**Try it**
The records that follow must be repeated exactly, minus the images.

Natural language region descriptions
+ + + +
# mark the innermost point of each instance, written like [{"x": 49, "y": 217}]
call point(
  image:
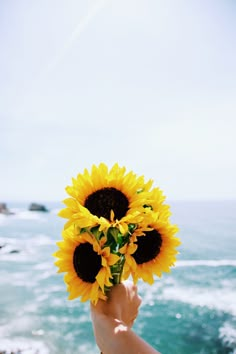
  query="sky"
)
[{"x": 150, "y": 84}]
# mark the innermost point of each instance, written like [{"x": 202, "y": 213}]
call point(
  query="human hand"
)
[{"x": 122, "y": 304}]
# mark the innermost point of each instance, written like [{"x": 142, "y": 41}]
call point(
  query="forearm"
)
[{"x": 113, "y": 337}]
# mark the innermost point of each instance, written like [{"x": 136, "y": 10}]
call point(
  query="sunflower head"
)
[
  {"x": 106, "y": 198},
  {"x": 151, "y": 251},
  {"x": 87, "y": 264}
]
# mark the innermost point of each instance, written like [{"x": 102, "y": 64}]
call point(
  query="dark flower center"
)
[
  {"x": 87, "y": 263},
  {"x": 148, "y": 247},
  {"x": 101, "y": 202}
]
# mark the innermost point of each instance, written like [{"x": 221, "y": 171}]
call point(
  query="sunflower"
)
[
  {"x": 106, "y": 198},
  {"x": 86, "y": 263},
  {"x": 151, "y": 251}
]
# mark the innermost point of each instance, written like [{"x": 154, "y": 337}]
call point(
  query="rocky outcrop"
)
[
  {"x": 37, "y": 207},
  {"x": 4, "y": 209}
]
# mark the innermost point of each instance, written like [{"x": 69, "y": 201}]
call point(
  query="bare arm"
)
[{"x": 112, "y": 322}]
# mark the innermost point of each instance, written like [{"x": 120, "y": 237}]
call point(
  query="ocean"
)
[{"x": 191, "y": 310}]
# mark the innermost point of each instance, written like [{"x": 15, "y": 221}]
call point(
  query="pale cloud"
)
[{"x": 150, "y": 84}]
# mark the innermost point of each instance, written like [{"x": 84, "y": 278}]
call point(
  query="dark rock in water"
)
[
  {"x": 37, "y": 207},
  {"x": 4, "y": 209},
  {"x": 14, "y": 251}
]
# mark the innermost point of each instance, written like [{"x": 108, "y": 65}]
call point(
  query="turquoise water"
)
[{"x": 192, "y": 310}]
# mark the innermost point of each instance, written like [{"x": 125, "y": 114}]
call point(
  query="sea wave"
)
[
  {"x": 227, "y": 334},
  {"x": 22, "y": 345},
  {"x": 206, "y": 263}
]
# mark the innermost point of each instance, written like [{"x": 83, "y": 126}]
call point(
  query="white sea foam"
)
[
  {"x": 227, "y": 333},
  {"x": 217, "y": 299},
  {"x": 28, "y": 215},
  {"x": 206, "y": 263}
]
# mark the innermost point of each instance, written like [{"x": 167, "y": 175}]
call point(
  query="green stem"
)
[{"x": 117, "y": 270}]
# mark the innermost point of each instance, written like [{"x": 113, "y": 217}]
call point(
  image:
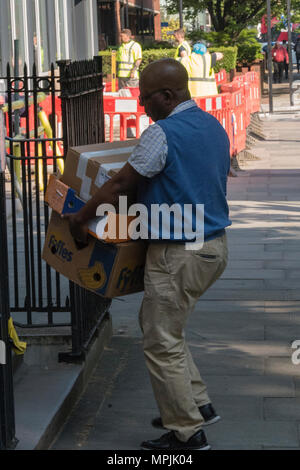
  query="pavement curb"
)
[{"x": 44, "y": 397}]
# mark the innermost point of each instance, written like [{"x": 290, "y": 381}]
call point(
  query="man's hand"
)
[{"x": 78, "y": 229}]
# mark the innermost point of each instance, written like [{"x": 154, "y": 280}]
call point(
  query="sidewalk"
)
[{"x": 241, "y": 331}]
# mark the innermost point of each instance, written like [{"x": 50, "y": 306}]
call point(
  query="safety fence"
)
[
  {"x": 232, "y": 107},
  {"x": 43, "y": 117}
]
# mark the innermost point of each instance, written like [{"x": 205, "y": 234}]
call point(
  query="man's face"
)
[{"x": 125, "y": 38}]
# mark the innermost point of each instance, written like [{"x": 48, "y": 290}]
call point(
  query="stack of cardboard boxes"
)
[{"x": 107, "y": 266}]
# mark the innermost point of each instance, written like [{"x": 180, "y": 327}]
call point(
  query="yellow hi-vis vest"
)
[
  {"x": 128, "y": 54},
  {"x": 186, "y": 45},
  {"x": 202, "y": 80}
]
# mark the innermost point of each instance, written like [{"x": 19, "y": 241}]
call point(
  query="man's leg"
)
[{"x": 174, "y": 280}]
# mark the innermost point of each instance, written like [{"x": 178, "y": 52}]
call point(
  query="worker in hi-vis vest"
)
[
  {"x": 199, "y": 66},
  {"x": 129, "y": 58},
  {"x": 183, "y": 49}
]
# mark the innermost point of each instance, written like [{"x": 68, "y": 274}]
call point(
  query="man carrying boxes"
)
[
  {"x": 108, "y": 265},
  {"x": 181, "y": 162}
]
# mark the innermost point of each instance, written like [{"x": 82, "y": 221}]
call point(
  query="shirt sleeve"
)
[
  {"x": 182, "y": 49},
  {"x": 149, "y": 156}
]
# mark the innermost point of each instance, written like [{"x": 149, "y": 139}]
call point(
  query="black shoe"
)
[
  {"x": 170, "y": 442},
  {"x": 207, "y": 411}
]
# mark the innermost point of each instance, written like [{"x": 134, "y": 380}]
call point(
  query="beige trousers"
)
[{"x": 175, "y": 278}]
+ + + +
**Answer to this exercise**
# mark the innermost point of each instance, written like [{"x": 49, "y": 217}]
call point(
  image:
  query="sky"
)
[{"x": 150, "y": 84}]
# mark the innermost point of each instance, written like [{"x": 202, "y": 213}]
call point(
  query="human hand"
)
[{"x": 122, "y": 304}]
# mark the innermost point of each instance, written like [{"x": 142, "y": 41}]
call point(
  query="forearm"
)
[{"x": 113, "y": 337}]
# mark the innermost point of each instance, written like [{"x": 136, "y": 10}]
call point(
  query="sunflower head"
)
[
  {"x": 106, "y": 198},
  {"x": 151, "y": 251},
  {"x": 87, "y": 264}
]
# mark the innermost point of each instance, written like [{"x": 102, "y": 64}]
call point(
  query="dark flower center"
)
[
  {"x": 87, "y": 263},
  {"x": 148, "y": 247},
  {"x": 101, "y": 202}
]
# mark the innermost point of each instance, written like [{"x": 221, "y": 171}]
call point(
  query="sunflower"
)
[
  {"x": 106, "y": 198},
  {"x": 86, "y": 263},
  {"x": 151, "y": 251}
]
# mark the innermost point of each instance, written like [{"x": 154, "y": 337}]
call point(
  query="rocky outcrop"
)
[
  {"x": 37, "y": 207},
  {"x": 4, "y": 209}
]
# mark the innermost point of each instance, written like [{"x": 69, "y": 201}]
call point(
  query="bare arm"
)
[{"x": 112, "y": 322}]
# mark the innermost point of each instance, written like [{"x": 120, "y": 237}]
call point(
  query="ocean"
)
[{"x": 191, "y": 310}]
# mark the innermost point of each instance, written like [{"x": 15, "y": 221}]
call point(
  query="pale cloud"
)
[{"x": 150, "y": 84}]
# mark the innermost point of each instance, written like [{"x": 84, "y": 278}]
call point(
  query="dark rock in water"
)
[
  {"x": 37, "y": 207},
  {"x": 4, "y": 209},
  {"x": 14, "y": 251}
]
# mark the innermost point of each instance, written like [{"x": 108, "y": 65}]
call point(
  query="turquoise water"
)
[{"x": 192, "y": 310}]
# mark the innermost point of each instance, written like [{"x": 125, "y": 114}]
call point(
  query="sea wave"
)
[
  {"x": 227, "y": 334},
  {"x": 22, "y": 345},
  {"x": 206, "y": 263}
]
# mark the innermost point of each instance, written like [{"x": 83, "y": 126}]
call point(
  query="white sea foam"
)
[
  {"x": 227, "y": 333},
  {"x": 217, "y": 299},
  {"x": 28, "y": 215},
  {"x": 206, "y": 263}
]
# mark the innermost point of each instance, written like [{"x": 167, "y": 175}]
call point(
  query="green stem"
)
[{"x": 117, "y": 270}]
# mark the innermost point of each instance, written like [{"x": 113, "y": 217}]
call point(
  image:
  query="pavement curb"
)
[{"x": 44, "y": 397}]
# mark the innermost point of each instance, written like [{"x": 290, "y": 381}]
call point(
  query="man's hand"
)
[{"x": 78, "y": 229}]
# mark the innermost point of each instance, written like [{"x": 154, "y": 280}]
call point(
  query="sidewalk"
)
[{"x": 241, "y": 331}]
# mark the innermost point of each instance, written like [{"x": 50, "y": 306}]
call point(
  query="safety fence"
)
[
  {"x": 232, "y": 107},
  {"x": 43, "y": 117}
]
# mark the innermost point of each instance, written like [{"x": 205, "y": 234}]
call point(
  query="man's face"
)
[{"x": 125, "y": 38}]
# mark the innermost point of each instance, written like [{"x": 48, "y": 290}]
call point(
  query="stack of cardboard boxes"
)
[{"x": 107, "y": 266}]
# mark the innermost point of each instance, written like [{"x": 180, "y": 327}]
call point(
  query="yellow hi-vis vest"
)
[
  {"x": 128, "y": 54},
  {"x": 186, "y": 45},
  {"x": 202, "y": 80}
]
# mark the innermost point of each instance, written like [{"x": 19, "y": 241}]
call point(
  query="man's leg"
)
[{"x": 174, "y": 280}]
# mark the innermost point of each instance, written like [{"x": 178, "y": 52}]
call point(
  query="worker in hi-vis vest"
)
[
  {"x": 199, "y": 66},
  {"x": 129, "y": 58},
  {"x": 183, "y": 49}
]
# mark the innermost point of each instance, written like [{"x": 68, "y": 274}]
call point(
  query="man carrying boxes"
)
[
  {"x": 108, "y": 265},
  {"x": 181, "y": 162}
]
# mark the innermost point of each instance, written like [{"x": 82, "y": 221}]
call point(
  query="shirt sleeve"
)
[
  {"x": 182, "y": 49},
  {"x": 149, "y": 156}
]
# mark the innermost point of each instance, written like [{"x": 149, "y": 139}]
call point(
  query="black shoe"
)
[
  {"x": 170, "y": 442},
  {"x": 207, "y": 411}
]
# mark the innermost point of each instance, written like [{"x": 134, "y": 380}]
call point(
  query="beige trousers"
)
[{"x": 175, "y": 278}]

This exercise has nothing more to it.